Texto fornecido –

Prey continua de onde Bioshock parou

elvishawk
8 min readMar 31, 2021
Artes promocionais de Bioshock Infinite e Prey

Only Yu can save the world

Bioshock e Prey (2017) são sucessores espirituais de system shock 2: Uma das pedras fundamentais do gênero/game design dos immersive sim. Esse tipo de jogo segue a filosofia da looking glass studios de criar jogos em primeira pessoa com regras e sistemas muito bem definidos em que a interação desses sistemas entre si junto do jogador vão permitir que um gameplay emergente possa acontecer, momentos que não são totalmente controlado pelos desenvolvedores.

Would you kindly…

O Primeiro Bioshock foi pra muita gente o primeiro contato com uma narrativa que explora meta linguagem em jogos, apesar de por exemplo o Hideo Kojima já ter feito isso antes em metal gear, jogos de tiro em primeira pessoa alcança um publico muito maior que uma serie de stealth. Além dessa acessibilidade, a maneira concisa e direta que o plot twist “would you kindly” questiona o jogador é de deixar qualquer um sem chão. Quando se começa um video game é o lugar comum seguir as setas, objetivos ou indicações no HUD sem se questionar, mas no momento que o Atlas se revela Frank Fontaine e demonstra como não éramos nada além de uma marionete, o próprio jogador toma isso pra si,que ao seguir as indicações e objetivos nos fomos controlados, o efeito é fora da tela do game.

Dados fornecidos –
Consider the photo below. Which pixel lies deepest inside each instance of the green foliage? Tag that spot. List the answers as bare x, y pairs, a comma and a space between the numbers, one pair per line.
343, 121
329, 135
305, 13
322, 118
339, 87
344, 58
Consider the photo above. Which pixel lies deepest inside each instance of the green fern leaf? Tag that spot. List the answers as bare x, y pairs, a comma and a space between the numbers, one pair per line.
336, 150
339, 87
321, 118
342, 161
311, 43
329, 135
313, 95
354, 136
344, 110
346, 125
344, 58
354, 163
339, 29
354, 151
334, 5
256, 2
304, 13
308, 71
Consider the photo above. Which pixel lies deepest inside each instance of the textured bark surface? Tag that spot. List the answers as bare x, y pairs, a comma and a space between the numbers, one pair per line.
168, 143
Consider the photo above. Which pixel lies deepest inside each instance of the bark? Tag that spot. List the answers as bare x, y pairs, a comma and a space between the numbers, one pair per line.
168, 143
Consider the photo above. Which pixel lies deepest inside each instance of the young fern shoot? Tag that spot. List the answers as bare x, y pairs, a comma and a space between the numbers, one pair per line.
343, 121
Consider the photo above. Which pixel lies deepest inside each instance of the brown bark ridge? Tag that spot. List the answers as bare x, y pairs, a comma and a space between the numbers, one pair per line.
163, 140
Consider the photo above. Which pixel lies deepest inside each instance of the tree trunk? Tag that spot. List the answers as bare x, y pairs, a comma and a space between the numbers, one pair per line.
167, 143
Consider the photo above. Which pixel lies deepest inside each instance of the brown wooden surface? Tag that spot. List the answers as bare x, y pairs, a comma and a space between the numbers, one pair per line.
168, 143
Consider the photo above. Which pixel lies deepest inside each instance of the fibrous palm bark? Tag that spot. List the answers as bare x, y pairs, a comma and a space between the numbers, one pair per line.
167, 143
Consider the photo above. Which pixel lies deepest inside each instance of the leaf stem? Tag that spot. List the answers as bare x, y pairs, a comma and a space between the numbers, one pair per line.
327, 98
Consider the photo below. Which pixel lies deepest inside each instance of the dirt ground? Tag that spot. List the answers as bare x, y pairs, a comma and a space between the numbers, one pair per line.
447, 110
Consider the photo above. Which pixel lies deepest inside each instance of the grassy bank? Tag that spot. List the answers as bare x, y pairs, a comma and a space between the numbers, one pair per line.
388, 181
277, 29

Objetivo – Reproduza do texto sobre Prey e Bioshock o trecho que começa em "Prey continua de" e vai até "controlado pelos desenvolvedores.", incluindo essas palavras. Os registros vêm de outra fonte.

Resultado do exercício –
Prey continua de onde Bioshock parou

elvishawk
8 min readMar 31, 2021
Artes promocionais de Bioshock Infinite e Prey

Only Yu can save the world

Bioshock e Prey (2017) são sucessores espirituais de system shock 2: Uma das pedras fundamentais do gênero/game design dos immersive sim. Esse tipo de jogo segue a filosofia da looking glass studios de criar jogos em primeira pessoa com regras e sistemas muito bem definidos em que a interação desses sistemas entre si junto do jogador vão permitir que um gameplay emergente possa acontecer, momentos que não são totalmente controlado pelos desenvolvedores.